- **TEXTO DEL DOCUMENTO**
○ ○ ○ ○ ○

Los cubanos se sitúan en una dificultad que los acerca a aquellos burgos, ya que en muchas ocasiones recurrimos a la artesanía como solución ante las carencias del momento.
Ahora bien, cabe preguntarnos si la comercialización hacia el visitante no ha cosificado, o sea detenido, la creatividad de determinado sector, y ello deviene en el empobrecimiento del diseño de los productos.
A un amigo pintor lo escuché decir que en términos de turismo lo que interesa es que la vasija o lo que sea lleve el rótulo “Cuba”, y que además se trate de un objeto estéticamente tosco y hasta feo. Detrás de esta concepción, sin que este profesional lo supiera, latía un coloniaje de la mente, el cual establece que lo de adentro es poco elaborado y sin adelanto y que ese es el testimonio que se le vende al de afuera, al proveniente del mundo del progreso. Vemos cómo existe un lenguaje no escrito en cada signo de la artesanía que nos habla de las ideas del autor de la pieza, incluso de su cosmovisión política, algo que sin dudas pasa a integrar un rastro que testimoniará para uno u otro partido de la historia.
Otra cosa vana nos viene de la serial repetición de los mismos objetos en las ferias del turismo, donde no existe el atrevimiento de vender un producto único, sino que se apuesta por fórmulas del mercado, y el concepto de lo artesanal queda entonces muy por debajo de lo que como tal se considera. En dichos puntos de la ciudad, pareciera que el cubano no tiene nada que hacer, pues la idea que se trasmite de la patria dista mucho de la diversidad y el rostro, ni somos solo mulatos, ni solo tambores, ni solo ron, ni solo tabaco.
Hay una isla que no se refleja en esas piezas y que incluso ese mercado quisiera ocultar, que nadie la vea, que se quede en los museos o en los cementerios de la historia. Lo que vende suele situarse en las concepciones coloniales de quien compra.
Las ranas que mi amigo pintor vendía en el mercado artesanal eran hechas con el mayor descuido posible, a veces les faltaban partes o quedaban contrahechas y, para mi sorpresa, eran llevadas en primera fila al punto de exhibición. De esta forma el turista compra algo que testimonia acerca de una nación en decadencia, inferior, sin un rostro glorioso, con una vida en pedazos y cutre, fea, en una palabra.

○ ○ ○ ○ ○

- **DATOS EXTRAÍDOS**
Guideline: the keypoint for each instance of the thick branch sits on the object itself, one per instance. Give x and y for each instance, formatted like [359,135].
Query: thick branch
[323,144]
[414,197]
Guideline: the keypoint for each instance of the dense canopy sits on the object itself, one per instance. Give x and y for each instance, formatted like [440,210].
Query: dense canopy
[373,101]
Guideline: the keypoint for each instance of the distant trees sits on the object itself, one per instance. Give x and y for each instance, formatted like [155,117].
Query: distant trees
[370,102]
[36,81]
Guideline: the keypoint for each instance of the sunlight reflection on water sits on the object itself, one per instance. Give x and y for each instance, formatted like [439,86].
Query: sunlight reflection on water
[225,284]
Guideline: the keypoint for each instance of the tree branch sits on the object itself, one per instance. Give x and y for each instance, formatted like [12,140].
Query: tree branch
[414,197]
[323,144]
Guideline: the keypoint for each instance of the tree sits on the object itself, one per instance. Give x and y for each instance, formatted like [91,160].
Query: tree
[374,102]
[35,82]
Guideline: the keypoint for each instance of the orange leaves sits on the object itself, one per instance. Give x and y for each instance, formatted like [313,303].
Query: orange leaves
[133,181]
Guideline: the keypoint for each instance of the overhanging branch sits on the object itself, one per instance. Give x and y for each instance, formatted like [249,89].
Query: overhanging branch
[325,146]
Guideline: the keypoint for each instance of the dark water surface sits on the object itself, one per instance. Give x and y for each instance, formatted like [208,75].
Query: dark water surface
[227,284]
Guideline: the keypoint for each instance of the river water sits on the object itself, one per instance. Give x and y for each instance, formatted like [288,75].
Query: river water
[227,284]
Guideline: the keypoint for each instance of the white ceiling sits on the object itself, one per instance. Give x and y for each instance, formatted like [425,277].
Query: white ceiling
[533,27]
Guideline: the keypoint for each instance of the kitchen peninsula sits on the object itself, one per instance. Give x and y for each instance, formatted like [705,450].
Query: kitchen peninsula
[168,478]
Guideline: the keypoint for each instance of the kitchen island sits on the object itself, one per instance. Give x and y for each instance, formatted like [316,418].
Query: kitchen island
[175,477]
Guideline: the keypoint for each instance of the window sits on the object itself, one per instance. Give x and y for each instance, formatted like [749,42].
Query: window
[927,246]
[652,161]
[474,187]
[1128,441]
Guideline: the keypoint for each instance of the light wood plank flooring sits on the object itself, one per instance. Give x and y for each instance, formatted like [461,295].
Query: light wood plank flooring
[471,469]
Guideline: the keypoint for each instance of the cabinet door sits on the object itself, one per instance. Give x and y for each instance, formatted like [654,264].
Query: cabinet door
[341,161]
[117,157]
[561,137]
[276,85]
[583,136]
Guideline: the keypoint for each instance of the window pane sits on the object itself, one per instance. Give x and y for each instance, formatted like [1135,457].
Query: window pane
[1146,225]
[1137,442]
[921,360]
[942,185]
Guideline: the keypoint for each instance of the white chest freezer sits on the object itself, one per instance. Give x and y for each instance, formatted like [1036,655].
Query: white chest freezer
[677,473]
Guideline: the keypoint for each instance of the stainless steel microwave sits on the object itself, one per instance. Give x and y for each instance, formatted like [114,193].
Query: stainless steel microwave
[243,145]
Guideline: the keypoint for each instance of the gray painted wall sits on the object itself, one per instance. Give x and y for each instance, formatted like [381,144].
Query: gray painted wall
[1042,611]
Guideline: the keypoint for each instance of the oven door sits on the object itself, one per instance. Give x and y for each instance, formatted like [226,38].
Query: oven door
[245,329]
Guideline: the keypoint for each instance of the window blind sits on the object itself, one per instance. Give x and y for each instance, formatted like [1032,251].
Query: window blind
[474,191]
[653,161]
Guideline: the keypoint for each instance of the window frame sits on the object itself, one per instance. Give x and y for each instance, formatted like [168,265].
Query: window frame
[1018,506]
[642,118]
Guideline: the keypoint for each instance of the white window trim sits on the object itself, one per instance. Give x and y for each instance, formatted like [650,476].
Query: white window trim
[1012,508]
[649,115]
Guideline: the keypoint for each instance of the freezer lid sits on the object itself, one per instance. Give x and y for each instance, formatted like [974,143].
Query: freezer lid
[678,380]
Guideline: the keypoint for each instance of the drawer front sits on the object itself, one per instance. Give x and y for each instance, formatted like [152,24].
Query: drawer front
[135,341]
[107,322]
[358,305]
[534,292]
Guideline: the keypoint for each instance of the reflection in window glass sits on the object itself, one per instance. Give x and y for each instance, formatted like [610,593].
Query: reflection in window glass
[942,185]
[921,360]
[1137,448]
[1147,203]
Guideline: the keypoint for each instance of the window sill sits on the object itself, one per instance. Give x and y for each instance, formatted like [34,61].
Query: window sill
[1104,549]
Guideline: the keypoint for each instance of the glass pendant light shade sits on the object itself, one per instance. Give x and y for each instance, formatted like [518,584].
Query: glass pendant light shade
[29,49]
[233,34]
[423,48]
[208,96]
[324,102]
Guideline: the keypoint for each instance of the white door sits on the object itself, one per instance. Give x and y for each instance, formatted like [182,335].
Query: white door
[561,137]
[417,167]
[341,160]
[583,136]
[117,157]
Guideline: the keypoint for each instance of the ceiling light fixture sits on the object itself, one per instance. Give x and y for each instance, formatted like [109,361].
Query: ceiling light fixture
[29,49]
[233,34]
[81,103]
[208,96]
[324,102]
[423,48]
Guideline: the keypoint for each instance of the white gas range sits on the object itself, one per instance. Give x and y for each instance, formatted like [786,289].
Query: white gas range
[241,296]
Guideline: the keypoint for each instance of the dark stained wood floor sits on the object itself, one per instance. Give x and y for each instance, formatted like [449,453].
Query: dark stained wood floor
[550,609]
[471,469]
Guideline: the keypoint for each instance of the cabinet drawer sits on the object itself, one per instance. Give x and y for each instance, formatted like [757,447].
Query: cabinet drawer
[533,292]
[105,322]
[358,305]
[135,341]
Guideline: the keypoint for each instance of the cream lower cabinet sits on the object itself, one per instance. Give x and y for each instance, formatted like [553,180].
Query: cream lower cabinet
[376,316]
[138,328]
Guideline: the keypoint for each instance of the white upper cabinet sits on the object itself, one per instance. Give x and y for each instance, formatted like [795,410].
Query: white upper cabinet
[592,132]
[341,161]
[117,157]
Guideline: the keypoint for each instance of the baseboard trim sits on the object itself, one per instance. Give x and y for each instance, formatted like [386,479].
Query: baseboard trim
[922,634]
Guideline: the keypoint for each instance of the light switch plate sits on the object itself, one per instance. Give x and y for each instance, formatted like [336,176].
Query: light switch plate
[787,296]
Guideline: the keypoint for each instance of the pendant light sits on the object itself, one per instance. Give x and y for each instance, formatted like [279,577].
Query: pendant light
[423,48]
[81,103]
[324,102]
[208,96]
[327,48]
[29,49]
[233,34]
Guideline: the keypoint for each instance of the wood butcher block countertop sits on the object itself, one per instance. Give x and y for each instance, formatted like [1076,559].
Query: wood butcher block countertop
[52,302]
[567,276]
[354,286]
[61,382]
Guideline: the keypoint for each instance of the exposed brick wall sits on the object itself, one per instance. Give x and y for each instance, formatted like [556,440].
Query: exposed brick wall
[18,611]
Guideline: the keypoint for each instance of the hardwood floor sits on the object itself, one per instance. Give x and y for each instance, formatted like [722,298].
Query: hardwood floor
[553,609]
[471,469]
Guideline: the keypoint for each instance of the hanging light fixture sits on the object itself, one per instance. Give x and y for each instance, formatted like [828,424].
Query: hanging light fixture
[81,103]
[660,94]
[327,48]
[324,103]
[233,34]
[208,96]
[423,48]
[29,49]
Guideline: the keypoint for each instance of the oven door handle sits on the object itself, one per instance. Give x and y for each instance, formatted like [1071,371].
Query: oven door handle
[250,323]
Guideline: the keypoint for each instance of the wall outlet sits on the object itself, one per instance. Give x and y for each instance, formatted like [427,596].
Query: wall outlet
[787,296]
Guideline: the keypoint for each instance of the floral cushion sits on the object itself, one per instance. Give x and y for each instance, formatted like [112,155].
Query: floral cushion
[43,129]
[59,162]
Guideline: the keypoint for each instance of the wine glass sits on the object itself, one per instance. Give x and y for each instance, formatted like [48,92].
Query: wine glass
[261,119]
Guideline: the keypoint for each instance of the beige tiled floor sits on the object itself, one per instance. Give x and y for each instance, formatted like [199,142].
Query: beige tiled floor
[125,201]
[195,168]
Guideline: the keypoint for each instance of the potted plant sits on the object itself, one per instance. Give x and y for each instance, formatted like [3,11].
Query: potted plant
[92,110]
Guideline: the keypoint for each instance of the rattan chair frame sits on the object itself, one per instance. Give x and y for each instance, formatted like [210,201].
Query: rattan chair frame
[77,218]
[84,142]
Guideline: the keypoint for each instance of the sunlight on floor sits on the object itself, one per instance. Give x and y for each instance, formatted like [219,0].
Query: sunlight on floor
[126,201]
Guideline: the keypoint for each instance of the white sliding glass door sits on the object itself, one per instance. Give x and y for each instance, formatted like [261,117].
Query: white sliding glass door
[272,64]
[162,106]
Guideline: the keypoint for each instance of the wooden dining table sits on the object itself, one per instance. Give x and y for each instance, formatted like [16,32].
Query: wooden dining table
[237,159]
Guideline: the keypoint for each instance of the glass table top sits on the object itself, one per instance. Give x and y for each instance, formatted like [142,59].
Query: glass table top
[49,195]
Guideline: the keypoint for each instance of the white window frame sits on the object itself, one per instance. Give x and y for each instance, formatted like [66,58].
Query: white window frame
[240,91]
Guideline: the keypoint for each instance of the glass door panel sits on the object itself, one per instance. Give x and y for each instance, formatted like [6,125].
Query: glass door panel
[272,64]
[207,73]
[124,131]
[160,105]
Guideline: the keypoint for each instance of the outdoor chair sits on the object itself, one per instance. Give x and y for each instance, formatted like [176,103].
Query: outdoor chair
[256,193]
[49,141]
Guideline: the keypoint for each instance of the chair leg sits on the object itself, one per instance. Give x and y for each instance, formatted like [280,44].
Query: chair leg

○ ○ ○ ○ ○

- **TAREA**
Continúa, por favor, el texto sobre la artesanía cubana y el turismo a partir de su última oración.

- **ESPACIO DE RESPUESTA**
A quien expende solo le interesa la ganancia del momento, no existe un estándar ante tales excesos y, si lo hay, nadie lo pone en práctica. Entidades encargadas de velar por el patrimonio hacen de la vista gorda y aprueban estas prácticas. Vemos personas sin habilidad alguna con la licencia de artesanos, incluso seres que en su vida harán una pieza de arte.
Artesanía y mercado se llevan bien si la primera cede, se trata de una guerra que no nace en Cuba, sino que se remonta a los inicios del mismo fenómeno. Pero hay que recordar que prevalece aquello que se propuso pasar por encima de la necesidad y construir una voz propia de los tiempos, un testimonio verdadero.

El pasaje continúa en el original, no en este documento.